=== Exercise aim ===
Print out every record exactly as it appears.

=== Material supplied ===
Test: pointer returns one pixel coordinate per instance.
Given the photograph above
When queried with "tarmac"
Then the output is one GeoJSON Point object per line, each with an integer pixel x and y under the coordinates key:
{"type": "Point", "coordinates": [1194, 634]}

=== Your solution ===
Test: pointer returns one pixel coordinate per instance.
Given the photograph above
When queried with "tarmac"
Then the output is one GeoJSON Point object per line, each with an integer pixel x and y under the coordinates key:
{"type": "Point", "coordinates": [1194, 634]}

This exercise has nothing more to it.